### TEXTE CITÉ:
D’anciennes données pour une perspective historique
Une façon de déterminer le bilan de masse d’un glacier consiste à effectuer des mesures sur place. Mais seuls quelques glaciers suisses — le Claridenfirn par exemple — ont fait l’objet de mesures régulières. Cela signifie que les longues séries temporelles s’étendant sur plusieurs décennies sont très rares. De plus, les anciennes séries de bilans de masse peuvent accumuler des erreurs provenant de mesures antérieures, inexactes ou incertaines, ce qui peut entraîner de grandes distorsions.
Pour leur reconstruction, les glaciologues se sont alors tournés vers ce qu’on appelle la stéréophotogrammétrie, une technique qui permet de déterminer la nature, la forme et la position de n’importe quel objet sur la base de paires d’images.
Il faut savoir que de la Première Guerre mondiale à la fin des années 1940, de grandes parties des Alpes suisses ont été étudiées au moyen de la photogrammétrie terrestre. Les ingénieurs de Swisstopo ont pris des photos d’environ 7000 emplacements répartis dans tout le pays et ont mesuré à la fois le terrain et la position de la caméra avec un photothéodolite — appareil de mesure d’angle combiné à une caméra de mesure. Ces relevés, qui ont produit des images aujourd’hui stockées dans l’archive d’images TerrA, ont servi de base à la production des premières cartes topographiques nationales à l’échelle 1/50 000, ainsi qu’à la formation d’un ensemble de cartes militaires à l’échelle 1:10 000.

### DONNÉES:
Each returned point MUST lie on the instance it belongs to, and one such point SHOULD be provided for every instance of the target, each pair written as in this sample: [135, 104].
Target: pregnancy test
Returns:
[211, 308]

### OBJECTIF:
Recopiez à l'identique le passage du texte sur les glaciers suisses qui va de « D’anciennes données pour » jusqu'à « de paires d’images. ».

### RÉPONSE ATTENDUE:
D’anciennes données pour une perspective historique
Une façon de déterminer le bilan de masse d’un glacier consiste à effectuer des mesures sur place. Mais seuls quelques glaciers suisses — le Claridenfirn par exemple — ont fait l’objet de mesures régulières. Cela signifie que les longues séries temporelles s’étendant sur plusieurs décennies sont très rares. De plus, les anciennes séries de bilans de masse peuvent accumuler des erreurs provenant de mesures antérieures, inexactes ou incertaines, ce qui peut entraîner de grandes distorsions.
Pour leur reconstruction, les glaciologues se sont alors tournés vers ce qu’on appelle la stéréophotogrammétrie, une technique qui permet de déterminer la nature, la forme et la position de n’importe quel objet sur la base de paires d’images.